PROVIDED DATA
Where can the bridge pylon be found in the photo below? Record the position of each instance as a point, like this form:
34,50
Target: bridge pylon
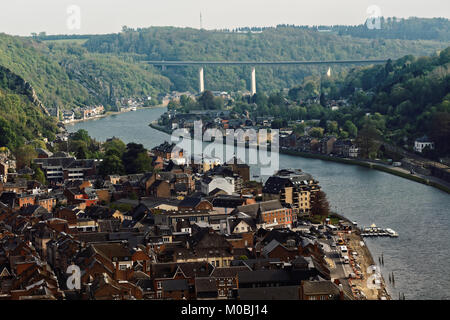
201,80
253,81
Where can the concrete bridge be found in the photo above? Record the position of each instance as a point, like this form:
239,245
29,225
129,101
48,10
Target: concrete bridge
202,64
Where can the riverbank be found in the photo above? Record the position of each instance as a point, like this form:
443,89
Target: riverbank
435,184
111,113
430,181
362,264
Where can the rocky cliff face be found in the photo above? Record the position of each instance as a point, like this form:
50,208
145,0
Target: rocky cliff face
12,81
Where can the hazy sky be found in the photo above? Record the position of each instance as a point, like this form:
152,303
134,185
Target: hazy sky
21,17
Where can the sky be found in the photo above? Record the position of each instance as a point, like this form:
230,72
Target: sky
22,17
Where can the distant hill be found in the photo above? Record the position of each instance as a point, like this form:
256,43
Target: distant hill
66,75
68,71
280,43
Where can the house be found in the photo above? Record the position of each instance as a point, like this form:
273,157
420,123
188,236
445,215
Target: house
194,203
66,168
327,144
206,288
227,279
320,290
422,143
167,151
269,213
211,183
291,187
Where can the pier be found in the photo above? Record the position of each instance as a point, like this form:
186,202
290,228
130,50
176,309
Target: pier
374,231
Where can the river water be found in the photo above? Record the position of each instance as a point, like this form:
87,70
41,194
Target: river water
419,257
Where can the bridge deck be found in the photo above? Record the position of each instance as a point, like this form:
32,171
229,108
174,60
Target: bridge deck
254,63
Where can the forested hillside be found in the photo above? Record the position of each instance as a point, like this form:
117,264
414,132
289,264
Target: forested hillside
66,75
22,117
281,43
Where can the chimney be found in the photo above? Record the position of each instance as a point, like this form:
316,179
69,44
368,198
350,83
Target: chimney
341,292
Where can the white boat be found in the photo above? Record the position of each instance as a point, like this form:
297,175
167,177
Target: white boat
391,232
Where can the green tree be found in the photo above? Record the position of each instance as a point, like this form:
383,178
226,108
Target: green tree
111,164
319,204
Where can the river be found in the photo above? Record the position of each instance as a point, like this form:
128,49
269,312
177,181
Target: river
419,257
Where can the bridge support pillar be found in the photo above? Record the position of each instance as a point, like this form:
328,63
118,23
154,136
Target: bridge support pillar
201,81
253,80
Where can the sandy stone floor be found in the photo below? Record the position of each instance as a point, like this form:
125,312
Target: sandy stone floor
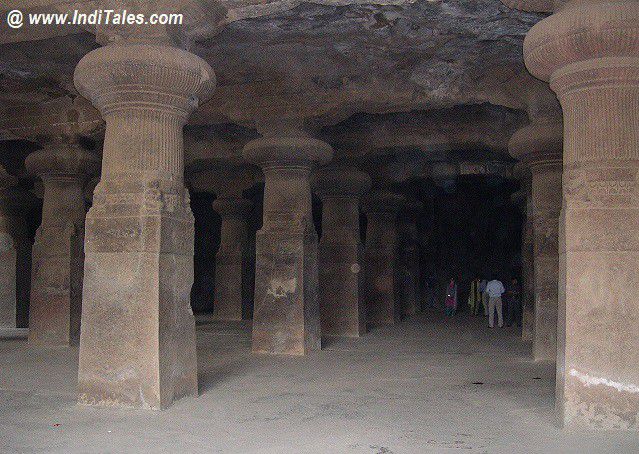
404,389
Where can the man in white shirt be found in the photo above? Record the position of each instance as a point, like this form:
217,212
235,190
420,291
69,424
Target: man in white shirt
495,289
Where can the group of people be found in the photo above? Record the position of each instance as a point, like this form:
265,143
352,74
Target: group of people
489,297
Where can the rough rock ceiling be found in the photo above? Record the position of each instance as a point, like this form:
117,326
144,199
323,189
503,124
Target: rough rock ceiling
348,66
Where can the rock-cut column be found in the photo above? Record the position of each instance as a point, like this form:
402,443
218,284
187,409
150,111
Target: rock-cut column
12,247
231,260
58,249
381,285
286,318
539,146
409,257
589,52
523,199
340,251
137,346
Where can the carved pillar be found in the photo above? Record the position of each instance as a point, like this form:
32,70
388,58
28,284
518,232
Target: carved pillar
137,346
524,200
589,51
340,279
58,253
539,146
409,255
380,258
286,317
231,260
11,229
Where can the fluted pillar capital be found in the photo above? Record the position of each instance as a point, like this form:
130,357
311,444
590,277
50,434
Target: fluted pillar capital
340,181
383,201
146,76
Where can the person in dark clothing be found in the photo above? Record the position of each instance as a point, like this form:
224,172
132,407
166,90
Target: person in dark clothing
513,296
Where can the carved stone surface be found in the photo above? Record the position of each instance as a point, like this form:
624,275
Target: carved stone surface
408,258
342,306
232,259
137,346
58,249
380,258
589,51
286,317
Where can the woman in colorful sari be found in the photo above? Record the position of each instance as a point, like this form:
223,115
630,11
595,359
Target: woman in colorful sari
451,298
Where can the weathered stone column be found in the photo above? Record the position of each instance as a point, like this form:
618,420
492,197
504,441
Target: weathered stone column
231,259
589,51
523,200
286,317
539,147
380,258
342,308
137,346
10,228
58,250
409,254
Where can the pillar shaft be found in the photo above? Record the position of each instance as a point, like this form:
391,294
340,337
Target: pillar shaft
342,306
137,344
546,207
409,254
231,260
589,51
528,270
286,316
58,255
380,263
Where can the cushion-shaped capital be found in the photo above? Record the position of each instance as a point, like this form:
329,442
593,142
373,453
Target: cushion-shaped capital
340,181
583,31
383,201
144,75
533,6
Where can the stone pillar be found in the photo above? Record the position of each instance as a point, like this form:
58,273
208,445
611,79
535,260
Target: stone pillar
286,317
340,251
58,253
231,260
380,258
589,51
15,261
409,255
11,227
137,346
523,199
539,147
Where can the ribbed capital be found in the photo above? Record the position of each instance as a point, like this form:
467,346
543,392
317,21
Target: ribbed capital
342,181
287,150
583,32
383,201
62,161
232,207
538,143
124,76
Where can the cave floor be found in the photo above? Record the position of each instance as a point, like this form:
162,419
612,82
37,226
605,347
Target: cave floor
410,388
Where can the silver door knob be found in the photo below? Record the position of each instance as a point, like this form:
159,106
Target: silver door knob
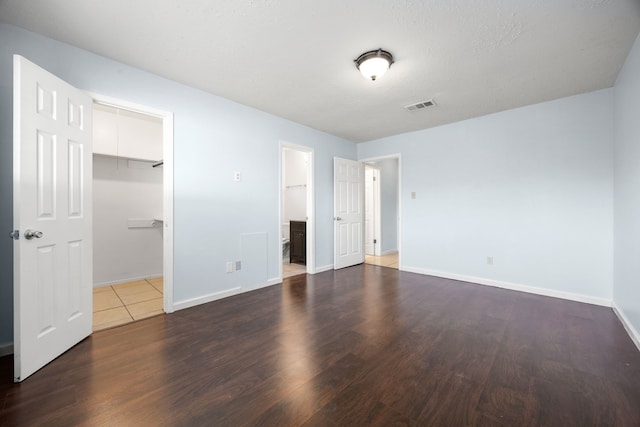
30,234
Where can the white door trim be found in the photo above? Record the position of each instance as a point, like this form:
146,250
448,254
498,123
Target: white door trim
311,207
399,157
167,185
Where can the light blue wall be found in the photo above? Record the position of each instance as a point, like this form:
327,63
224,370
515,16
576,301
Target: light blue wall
531,187
213,138
626,288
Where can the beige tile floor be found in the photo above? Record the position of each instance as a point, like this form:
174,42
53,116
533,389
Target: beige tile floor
123,303
390,260
292,269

INSTRUCTIONS FOR THE TASK
In the records above, some lines hold the word "below"; copy each such line.

TASK SOLUTION
Where can the bridge pylon be found in the photo below? Record the position of each instance as a point, like this form:
Where can the sandy stone floor be found in the photo below? Record the position of each instance as a point, like this form:
Where can the silver door knob be found in the photo below? Record the position of each instance as a point, like this form:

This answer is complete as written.